▶ [Directions] Format the lines of the material below as a JSON list of strings, one string per line and blank lines omitted, starting at the line containing "Would you mind pointing out the wooden" and ending at the last line of the material.

▶ [Records for processing]
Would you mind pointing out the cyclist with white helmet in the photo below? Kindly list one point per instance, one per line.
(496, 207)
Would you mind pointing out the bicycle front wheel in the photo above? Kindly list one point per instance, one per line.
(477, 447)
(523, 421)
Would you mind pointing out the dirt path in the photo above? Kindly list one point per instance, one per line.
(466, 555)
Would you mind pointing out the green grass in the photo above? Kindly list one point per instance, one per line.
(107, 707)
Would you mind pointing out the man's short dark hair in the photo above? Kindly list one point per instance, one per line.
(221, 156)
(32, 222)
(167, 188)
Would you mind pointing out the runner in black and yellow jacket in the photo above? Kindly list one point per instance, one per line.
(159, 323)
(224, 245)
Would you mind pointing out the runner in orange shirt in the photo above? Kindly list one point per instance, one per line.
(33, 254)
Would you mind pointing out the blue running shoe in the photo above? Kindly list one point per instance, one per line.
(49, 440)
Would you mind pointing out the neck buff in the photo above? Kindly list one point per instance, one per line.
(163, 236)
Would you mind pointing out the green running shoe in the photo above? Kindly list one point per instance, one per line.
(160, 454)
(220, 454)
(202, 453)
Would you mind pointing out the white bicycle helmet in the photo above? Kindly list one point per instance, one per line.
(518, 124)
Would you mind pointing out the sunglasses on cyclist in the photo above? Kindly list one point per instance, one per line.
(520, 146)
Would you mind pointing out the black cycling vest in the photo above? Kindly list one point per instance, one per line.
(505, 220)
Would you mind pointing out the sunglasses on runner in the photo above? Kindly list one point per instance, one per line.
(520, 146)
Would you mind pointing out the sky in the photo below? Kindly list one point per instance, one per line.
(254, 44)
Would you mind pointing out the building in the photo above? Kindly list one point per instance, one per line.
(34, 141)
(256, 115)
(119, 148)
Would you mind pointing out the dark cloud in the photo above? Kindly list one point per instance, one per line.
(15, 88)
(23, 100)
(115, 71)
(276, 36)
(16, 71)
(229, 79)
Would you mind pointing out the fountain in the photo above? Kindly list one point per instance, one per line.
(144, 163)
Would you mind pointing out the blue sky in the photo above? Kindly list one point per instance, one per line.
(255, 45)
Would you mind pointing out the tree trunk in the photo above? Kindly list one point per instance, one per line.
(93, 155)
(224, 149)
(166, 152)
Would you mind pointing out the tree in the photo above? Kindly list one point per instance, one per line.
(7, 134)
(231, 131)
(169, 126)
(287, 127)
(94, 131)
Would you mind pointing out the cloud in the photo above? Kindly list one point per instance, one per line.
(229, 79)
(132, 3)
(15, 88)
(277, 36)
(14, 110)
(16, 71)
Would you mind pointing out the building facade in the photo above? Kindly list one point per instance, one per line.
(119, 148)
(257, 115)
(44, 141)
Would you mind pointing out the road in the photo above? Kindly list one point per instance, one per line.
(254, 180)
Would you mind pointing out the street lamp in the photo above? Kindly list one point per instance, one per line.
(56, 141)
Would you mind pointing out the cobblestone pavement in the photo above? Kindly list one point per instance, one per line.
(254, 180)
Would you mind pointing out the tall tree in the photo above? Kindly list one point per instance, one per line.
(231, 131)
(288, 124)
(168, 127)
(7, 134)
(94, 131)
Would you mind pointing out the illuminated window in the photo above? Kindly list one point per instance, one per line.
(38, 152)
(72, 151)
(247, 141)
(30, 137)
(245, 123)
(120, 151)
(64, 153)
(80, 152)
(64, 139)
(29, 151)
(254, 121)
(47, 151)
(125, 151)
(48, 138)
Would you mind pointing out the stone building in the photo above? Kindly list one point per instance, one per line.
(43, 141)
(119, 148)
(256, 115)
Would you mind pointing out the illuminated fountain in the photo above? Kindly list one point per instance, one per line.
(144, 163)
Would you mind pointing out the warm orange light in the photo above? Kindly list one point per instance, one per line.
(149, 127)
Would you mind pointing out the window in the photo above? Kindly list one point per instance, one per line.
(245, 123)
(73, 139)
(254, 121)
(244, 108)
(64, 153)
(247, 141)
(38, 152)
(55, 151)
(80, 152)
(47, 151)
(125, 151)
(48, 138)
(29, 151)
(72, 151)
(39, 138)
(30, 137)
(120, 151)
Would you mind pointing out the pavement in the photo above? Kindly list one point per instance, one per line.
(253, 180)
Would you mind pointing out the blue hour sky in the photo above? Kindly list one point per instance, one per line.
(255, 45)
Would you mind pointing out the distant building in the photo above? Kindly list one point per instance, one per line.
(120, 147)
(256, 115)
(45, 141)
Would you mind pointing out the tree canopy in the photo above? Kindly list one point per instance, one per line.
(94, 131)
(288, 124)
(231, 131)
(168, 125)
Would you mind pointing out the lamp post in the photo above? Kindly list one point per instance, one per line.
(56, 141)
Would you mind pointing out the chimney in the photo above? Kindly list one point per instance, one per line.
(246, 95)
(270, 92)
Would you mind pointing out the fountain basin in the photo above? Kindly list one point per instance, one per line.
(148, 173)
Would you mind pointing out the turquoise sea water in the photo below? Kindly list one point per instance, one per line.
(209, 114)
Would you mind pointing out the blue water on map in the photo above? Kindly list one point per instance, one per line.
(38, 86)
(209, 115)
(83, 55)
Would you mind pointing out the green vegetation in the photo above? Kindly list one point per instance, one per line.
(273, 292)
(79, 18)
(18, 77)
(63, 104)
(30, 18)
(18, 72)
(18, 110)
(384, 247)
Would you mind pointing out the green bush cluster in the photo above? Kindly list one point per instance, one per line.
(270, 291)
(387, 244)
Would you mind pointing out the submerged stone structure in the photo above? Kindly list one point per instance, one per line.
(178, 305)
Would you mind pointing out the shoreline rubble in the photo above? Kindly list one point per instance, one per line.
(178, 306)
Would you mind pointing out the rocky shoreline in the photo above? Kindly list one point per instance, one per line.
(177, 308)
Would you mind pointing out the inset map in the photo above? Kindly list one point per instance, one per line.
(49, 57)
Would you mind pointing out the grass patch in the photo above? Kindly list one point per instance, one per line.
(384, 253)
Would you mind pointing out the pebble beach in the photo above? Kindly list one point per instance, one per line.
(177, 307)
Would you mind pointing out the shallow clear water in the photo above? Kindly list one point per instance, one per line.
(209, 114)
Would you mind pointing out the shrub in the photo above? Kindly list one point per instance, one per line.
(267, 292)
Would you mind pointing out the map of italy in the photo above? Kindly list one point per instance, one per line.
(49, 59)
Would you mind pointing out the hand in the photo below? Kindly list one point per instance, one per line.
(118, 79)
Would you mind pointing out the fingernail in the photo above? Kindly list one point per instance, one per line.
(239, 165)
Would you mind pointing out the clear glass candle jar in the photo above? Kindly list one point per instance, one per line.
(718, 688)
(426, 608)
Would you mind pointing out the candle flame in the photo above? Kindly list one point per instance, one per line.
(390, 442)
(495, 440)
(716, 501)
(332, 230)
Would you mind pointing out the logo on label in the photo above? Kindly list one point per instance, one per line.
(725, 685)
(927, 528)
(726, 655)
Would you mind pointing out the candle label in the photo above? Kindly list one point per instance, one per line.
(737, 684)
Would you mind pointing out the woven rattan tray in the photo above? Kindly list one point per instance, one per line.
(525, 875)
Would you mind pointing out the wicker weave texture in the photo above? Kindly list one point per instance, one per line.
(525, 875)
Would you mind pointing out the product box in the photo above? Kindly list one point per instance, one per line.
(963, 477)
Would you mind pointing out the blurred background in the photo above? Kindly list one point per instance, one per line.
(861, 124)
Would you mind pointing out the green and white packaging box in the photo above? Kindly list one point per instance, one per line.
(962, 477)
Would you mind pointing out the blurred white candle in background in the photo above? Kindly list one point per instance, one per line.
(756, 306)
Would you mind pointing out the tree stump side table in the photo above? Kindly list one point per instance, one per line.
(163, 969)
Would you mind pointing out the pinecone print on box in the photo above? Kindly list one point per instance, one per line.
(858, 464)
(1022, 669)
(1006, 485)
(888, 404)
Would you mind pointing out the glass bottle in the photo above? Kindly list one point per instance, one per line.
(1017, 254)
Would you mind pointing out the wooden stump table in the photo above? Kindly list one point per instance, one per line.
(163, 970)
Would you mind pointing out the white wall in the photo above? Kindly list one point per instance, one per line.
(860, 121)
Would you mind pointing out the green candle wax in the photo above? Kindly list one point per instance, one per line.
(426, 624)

▶ [Full answer]
[
  "Would you mind pointing out the wooden stump table in the photo above? Kindly list one point per instance, one per line.",
  "(163, 970)",
  "Would you mind pointing out the white wall in the photo above? Kindly list one point per instance, one per line.",
  "(860, 121)",
  "Would you mind pointing out the green candle wax in the photo above? Kindly list one point per instance, one per line.",
  "(426, 624)"
]